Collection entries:
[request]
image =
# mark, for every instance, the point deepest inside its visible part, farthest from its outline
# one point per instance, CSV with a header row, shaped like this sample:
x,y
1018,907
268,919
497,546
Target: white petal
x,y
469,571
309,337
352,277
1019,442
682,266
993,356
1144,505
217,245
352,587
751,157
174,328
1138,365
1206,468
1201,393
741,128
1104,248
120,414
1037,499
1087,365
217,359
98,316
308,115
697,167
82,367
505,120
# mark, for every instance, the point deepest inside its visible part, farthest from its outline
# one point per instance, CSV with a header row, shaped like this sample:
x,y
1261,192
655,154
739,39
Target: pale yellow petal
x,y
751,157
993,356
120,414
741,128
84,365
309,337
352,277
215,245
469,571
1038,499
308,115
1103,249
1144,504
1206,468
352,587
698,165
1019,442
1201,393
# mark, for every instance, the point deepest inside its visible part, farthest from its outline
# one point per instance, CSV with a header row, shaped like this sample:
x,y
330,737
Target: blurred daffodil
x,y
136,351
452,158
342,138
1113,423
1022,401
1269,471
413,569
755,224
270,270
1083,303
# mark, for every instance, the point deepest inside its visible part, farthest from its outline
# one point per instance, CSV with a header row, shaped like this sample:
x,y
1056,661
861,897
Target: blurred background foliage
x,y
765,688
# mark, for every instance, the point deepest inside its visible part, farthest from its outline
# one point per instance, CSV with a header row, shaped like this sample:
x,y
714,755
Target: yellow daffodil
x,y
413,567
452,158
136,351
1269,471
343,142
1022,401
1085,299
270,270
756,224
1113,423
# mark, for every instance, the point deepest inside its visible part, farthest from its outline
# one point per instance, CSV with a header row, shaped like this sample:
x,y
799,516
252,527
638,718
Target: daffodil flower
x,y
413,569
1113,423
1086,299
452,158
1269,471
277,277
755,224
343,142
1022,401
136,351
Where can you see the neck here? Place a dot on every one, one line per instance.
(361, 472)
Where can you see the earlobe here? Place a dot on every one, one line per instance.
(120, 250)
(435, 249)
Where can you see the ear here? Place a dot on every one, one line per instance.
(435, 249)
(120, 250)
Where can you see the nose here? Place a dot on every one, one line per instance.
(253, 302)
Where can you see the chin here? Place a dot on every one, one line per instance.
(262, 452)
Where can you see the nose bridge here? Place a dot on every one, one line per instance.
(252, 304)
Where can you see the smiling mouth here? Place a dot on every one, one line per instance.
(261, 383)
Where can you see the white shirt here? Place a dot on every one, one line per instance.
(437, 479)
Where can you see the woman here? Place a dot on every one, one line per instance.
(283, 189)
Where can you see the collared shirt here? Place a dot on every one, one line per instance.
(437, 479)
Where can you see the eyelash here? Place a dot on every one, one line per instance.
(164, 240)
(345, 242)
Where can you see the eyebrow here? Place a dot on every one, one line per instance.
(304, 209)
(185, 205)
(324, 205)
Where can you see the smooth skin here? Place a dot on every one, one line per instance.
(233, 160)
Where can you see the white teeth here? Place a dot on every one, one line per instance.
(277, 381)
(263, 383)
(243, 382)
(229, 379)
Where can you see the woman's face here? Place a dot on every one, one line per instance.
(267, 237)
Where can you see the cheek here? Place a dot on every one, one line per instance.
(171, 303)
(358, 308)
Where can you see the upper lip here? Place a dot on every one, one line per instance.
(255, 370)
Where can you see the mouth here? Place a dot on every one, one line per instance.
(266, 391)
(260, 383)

## TASK GOAL
Output all of the records above unchanged.

## RESPONSE
[request]
image =
# mark, for every instance, the point deepest inside its visible part, farthest from its outline
# one point per instance, CSV with a header row, shaped like this sample:
x,y
1018,907
268,919
497,546
Target: white petal
x,y
469,571
309,337
352,277
1019,442
682,266
993,356
1144,505
217,245
352,587
751,157
174,328
1138,365
1206,468
1201,393
741,128
1104,248
120,414
1037,499
1087,365
217,359
98,316
308,115
697,167
82,367
505,120
# mark, for every instance, the point deepest inside its visible part, farthest from its outline
# one point per instance, CSV with a header row, shaped like this sample:
x,y
1261,192
655,154
739,39
Target: pale yellow petal
x,y
751,157
993,356
120,414
741,128
84,365
309,337
352,277
215,245
469,571
1038,499
308,115
1103,249
1144,504
1206,468
352,587
698,165
1019,442
1201,393
# mark, for every instance, the point deepest inside its visible part, farthest from its outline
# one point per instance, CSV with a header row, shaped like this sample:
x,y
330,737
Target: blurred daffodil
x,y
136,351
452,158
342,138
1113,423
1022,401
1269,471
413,569
755,224
270,270
1083,303
# mark, for every instance, the point deepest inside its visible part, farthest from its outline
# one point per instance, CSV with a header row, shaped like this sample:
x,y
1056,661
861,897
Target: blurred background foliage
x,y
765,688
# mark, for every instance, the point deepest inside its visible part, farthest from its outline
# one point per instance, CSV with a header row, shaped like this sample:
x,y
714,755
Target: yellow daffodil
x,y
413,567
452,158
136,351
1269,471
343,142
1022,401
1085,299
270,270
756,224
1113,423
# mark, for every instance, the point deepest inside its visible part, farthest from its outline
# one point per instance, CSV with a header row, shaped like this sample:
x,y
799,516
252,527
638,718
Target: daffodil flower
x,y
413,569
1113,423
1086,299
452,158
1269,471
277,277
755,224
343,142
1022,401
136,351
Where can you see the neck here? Place a dot on every one, one line per instance.
(361, 472)
Where can you see the earlobe here? Place a dot on every one, one line per instance.
(120, 250)
(435, 249)
Where can you see the ear here? Place a dot on every one, one line per instance.
(435, 249)
(120, 250)
Where can you see the nose here? Place a dot on every one, one line per instance.
(253, 302)
Where can you see the chin here? Place a dot on every one, one line per instance.
(262, 452)
Where can you see the nose bridge here? Place a dot on every one, one line per instance.
(252, 304)
Where can you see the smiling mouth here? Place a dot on every one, one line per instance.
(261, 383)
Where can you see the white shirt here? Place a dot on every one, one line per instance.
(437, 479)
Where can you see the woman here? Place a dot on every one, one line per instance.
(283, 189)
Where can you see the collared shirt here? Place a dot on every one, one line per instance.
(437, 479)
Where can you see the eyelash here? Place a dot on every one, one line per instance.
(164, 240)
(345, 242)
Where can you see the eyebrow here? Place a dot on every one, one line per instance.
(304, 209)
(185, 205)
(324, 205)
Where can you see the smooth skin here? Place a dot on every one, one line per instance.
(233, 160)
Where can you see the white teeth here? Place a dot on every one, one line per instance.
(277, 381)
(263, 383)
(243, 382)
(229, 379)
Where can you see the woman's face here? Place a dot on every one, one line per instance.
(267, 237)
Where can you see the cheek here? Place a dot on every one, one line per instance.
(171, 303)
(358, 308)
Where can you see the upper lip here? Place a dot on every one, one line per instance.
(255, 370)
Where can you see the mouth here? Place a dot on every one, one line per instance.
(266, 391)
(260, 383)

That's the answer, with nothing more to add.